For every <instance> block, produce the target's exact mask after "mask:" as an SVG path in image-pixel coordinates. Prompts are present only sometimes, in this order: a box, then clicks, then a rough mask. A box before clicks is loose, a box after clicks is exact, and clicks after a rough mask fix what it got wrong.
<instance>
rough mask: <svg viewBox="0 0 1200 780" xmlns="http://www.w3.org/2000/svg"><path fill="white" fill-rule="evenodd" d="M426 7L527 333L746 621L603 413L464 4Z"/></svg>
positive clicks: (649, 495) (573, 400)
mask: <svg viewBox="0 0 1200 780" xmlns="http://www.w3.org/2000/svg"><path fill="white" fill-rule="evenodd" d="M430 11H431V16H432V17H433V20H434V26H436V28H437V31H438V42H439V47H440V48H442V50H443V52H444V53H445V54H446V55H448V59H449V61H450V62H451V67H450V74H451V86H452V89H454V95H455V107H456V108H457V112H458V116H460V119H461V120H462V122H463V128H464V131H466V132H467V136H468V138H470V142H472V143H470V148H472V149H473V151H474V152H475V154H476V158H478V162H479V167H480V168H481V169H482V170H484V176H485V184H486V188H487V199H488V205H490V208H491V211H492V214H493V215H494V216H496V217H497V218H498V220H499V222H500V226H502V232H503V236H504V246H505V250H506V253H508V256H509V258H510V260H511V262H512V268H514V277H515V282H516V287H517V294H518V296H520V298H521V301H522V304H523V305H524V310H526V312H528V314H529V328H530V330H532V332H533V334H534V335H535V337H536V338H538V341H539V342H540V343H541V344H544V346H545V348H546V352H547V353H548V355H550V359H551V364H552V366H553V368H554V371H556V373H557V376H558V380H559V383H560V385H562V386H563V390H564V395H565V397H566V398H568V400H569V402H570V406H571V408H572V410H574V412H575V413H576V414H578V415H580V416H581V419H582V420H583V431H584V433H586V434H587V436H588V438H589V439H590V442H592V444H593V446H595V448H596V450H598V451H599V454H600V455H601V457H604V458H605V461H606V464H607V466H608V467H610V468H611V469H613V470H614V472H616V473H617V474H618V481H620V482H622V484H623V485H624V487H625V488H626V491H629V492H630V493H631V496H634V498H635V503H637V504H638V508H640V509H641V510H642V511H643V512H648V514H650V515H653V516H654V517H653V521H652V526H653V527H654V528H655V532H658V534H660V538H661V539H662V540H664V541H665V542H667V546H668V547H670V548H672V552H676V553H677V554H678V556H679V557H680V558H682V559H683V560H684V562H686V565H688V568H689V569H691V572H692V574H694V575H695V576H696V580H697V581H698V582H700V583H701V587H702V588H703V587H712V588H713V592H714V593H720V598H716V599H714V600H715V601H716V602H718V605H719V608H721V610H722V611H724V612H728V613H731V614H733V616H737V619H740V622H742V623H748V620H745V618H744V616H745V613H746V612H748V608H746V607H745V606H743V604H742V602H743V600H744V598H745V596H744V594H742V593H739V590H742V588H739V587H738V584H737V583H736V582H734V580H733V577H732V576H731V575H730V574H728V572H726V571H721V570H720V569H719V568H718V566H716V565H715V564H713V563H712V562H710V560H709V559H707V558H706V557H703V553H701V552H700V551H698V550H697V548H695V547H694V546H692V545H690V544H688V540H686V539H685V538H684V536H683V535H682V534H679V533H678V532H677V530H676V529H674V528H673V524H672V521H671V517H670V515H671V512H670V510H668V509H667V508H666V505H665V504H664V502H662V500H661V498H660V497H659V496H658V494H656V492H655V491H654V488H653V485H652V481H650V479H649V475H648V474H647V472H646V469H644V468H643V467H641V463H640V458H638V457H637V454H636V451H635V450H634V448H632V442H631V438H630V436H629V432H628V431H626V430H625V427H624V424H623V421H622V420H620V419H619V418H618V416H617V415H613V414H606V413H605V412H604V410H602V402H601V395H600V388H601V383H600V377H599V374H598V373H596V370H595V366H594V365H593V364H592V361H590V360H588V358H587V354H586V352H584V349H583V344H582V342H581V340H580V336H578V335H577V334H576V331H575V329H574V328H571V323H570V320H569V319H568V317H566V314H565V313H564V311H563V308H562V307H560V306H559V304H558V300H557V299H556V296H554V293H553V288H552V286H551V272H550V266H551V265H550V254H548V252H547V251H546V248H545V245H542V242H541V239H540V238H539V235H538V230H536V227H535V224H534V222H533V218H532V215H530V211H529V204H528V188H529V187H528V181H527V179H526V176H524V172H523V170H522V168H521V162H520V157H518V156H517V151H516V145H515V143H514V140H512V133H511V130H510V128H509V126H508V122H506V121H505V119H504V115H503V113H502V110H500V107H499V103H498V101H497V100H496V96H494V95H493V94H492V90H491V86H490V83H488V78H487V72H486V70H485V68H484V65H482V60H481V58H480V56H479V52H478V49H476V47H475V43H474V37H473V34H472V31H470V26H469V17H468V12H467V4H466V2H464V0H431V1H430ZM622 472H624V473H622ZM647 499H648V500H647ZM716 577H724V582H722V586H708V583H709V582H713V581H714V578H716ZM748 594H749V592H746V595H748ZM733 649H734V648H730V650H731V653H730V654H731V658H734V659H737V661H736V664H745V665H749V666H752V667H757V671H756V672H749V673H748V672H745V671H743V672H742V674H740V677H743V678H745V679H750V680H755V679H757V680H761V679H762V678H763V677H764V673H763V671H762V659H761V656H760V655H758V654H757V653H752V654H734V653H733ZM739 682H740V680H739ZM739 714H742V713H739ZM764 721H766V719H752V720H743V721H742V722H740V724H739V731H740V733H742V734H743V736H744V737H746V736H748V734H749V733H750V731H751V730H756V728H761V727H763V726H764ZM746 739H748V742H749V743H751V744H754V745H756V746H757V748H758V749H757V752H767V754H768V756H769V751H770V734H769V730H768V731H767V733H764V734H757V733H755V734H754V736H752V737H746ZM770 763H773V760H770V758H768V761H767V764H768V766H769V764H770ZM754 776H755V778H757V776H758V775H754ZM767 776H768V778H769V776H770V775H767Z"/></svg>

##########

## WHAT THIS TASK INVOLVES
Can you reproduce every line of the records above character for character, changing nothing?

## EXERCISE ANSWER
For every <instance> block, produce the target's exact mask after "mask:" as an SVG path in image-pixel coordinates. Prompts are present only sometimes, in this order: a box, then clicks, then a rough mask. A box before clicks is loose, a box after clicks is exact, and clicks after a rough mask fix what it got wrong.
<instance>
rough mask: <svg viewBox="0 0 1200 780" xmlns="http://www.w3.org/2000/svg"><path fill="white" fill-rule="evenodd" d="M426 7L527 333L746 621L603 413L464 4Z"/></svg>
positive clicks: (649, 495) (573, 400)
mask: <svg viewBox="0 0 1200 780" xmlns="http://www.w3.org/2000/svg"><path fill="white" fill-rule="evenodd" d="M430 11H431V16H432V17H433V20H434V26H436V28H437V31H438V42H439V47H440V48H442V50H443V52H444V53H445V54H446V55H448V59H449V61H450V62H451V67H450V74H451V86H452V89H454V95H455V107H456V108H457V112H458V116H460V119H461V120H462V122H463V128H464V131H466V132H467V136H468V138H470V142H472V143H470V148H472V149H473V151H474V152H475V154H476V158H478V162H479V167H480V168H481V169H482V170H484V176H485V184H486V188H487V199H488V205H490V208H491V211H492V214H493V215H494V216H496V217H497V218H498V220H499V222H500V226H502V232H503V236H504V246H505V250H506V253H508V256H509V258H510V260H511V262H512V268H514V277H515V282H516V287H517V294H518V296H520V298H521V301H522V304H523V305H524V310H526V312H528V314H529V328H530V330H532V332H533V334H534V335H535V337H536V338H538V341H539V342H540V343H541V344H544V346H545V348H546V352H547V353H548V355H550V359H551V364H552V366H553V368H554V371H556V373H557V376H558V380H559V383H560V385H562V386H563V390H564V395H565V397H566V398H568V400H569V402H570V406H571V408H572V410H574V412H575V413H576V414H578V415H580V416H581V419H582V420H583V431H584V433H586V434H587V436H588V438H589V439H590V442H592V444H593V446H595V448H596V450H598V451H599V454H600V455H601V457H604V458H605V461H606V464H607V466H608V467H610V468H611V469H613V470H614V472H616V473H617V474H618V481H620V482H622V484H623V485H624V487H625V488H626V491H629V492H630V493H631V496H634V498H635V503H637V504H638V508H640V509H641V510H642V511H643V512H648V514H650V515H653V516H654V517H653V521H652V526H653V527H654V528H655V532H658V534H660V538H661V539H662V540H664V541H665V542H667V546H668V547H670V548H672V552H676V553H677V554H678V556H679V557H680V558H682V559H683V560H684V562H686V565H688V568H689V569H691V572H692V574H694V575H695V576H696V580H697V581H698V582H700V583H701V587H702V588H703V587H712V588H713V592H714V593H720V598H716V599H714V600H715V601H716V602H718V605H719V608H721V610H722V611H724V612H728V613H731V614H733V616H737V619H740V622H742V623H748V620H745V618H744V616H745V613H746V612H748V608H746V607H745V606H743V604H742V602H743V600H744V598H745V596H744V594H742V593H739V590H742V588H739V587H738V584H737V583H736V582H734V580H733V577H732V576H731V575H730V574H728V572H726V571H721V570H720V569H719V568H718V566H716V565H715V564H713V563H712V562H710V560H709V559H707V558H706V557H703V553H701V552H700V551H698V550H697V548H695V547H694V546H692V545H690V544H688V540H686V539H685V538H684V536H683V535H682V534H679V533H678V532H677V530H676V529H674V528H673V524H672V521H671V517H670V515H671V512H670V510H668V509H667V508H666V505H665V504H664V502H662V500H661V498H660V497H659V496H658V494H656V492H655V491H654V488H653V485H652V481H650V479H649V475H648V474H647V472H646V469H644V468H643V467H641V463H640V458H638V457H637V454H636V451H635V450H634V448H632V442H631V438H630V436H629V432H628V431H626V430H625V427H624V424H623V421H622V420H620V419H619V418H618V416H617V415H613V414H606V413H605V412H604V410H602V402H601V395H600V388H601V383H600V377H599V374H598V373H596V370H595V366H594V365H593V364H592V361H590V360H588V358H587V354H586V352H584V349H583V344H582V342H581V340H580V336H578V335H577V334H576V331H575V329H574V328H571V323H570V320H569V319H568V317H566V314H565V313H564V311H563V308H562V307H560V306H559V304H558V300H557V299H556V296H554V293H553V288H552V286H551V272H550V266H551V265H550V254H548V252H547V251H546V248H545V245H542V242H541V239H540V238H539V235H538V230H536V227H535V224H534V222H533V218H532V215H530V211H529V204H528V188H529V187H528V181H527V179H526V176H524V172H523V170H522V168H521V162H520V157H518V156H517V151H516V145H515V143H514V140H512V133H511V130H510V128H509V126H508V122H506V121H505V119H504V115H503V113H502V110H500V107H499V103H498V101H497V100H496V96H494V95H493V94H492V90H491V86H490V83H488V78H487V72H486V70H485V68H484V65H482V60H481V58H480V56H479V52H478V49H476V47H475V43H474V37H473V34H472V31H470V26H469V17H468V12H467V4H466V2H464V0H431V1H430ZM622 472H624V473H622ZM647 499H648V500H647ZM716 577H724V582H722V586H708V583H709V582H713V581H714V578H716ZM748 594H749V592H746V595H748ZM733 649H734V648H730V650H731V653H730V654H731V658H734V659H737V661H736V664H745V665H749V666H752V667H757V671H756V672H749V673H748V672H745V671H743V672H742V674H740V677H743V678H745V679H750V680H755V679H757V680H761V679H762V678H763V677H764V673H763V671H762V659H761V656H760V655H758V654H757V653H752V654H734V653H733ZM739 682H740V680H739ZM739 714H742V713H739ZM764 721H766V719H752V720H743V721H742V722H740V724H739V731H740V733H742V734H743V736H744V737H746V736H748V734H749V733H750V731H751V730H756V728H761V727H763V726H764ZM746 739H748V742H749V743H751V744H754V745H756V746H757V748H758V749H757V752H767V754H768V756H769V751H770V734H769V730H768V731H767V733H764V734H757V733H755V734H754V736H752V737H746ZM770 763H773V760H770V758H768V761H767V764H768V766H769V764H770ZM754 776H755V778H757V776H758V775H754ZM767 776H768V778H769V776H770V775H767Z"/></svg>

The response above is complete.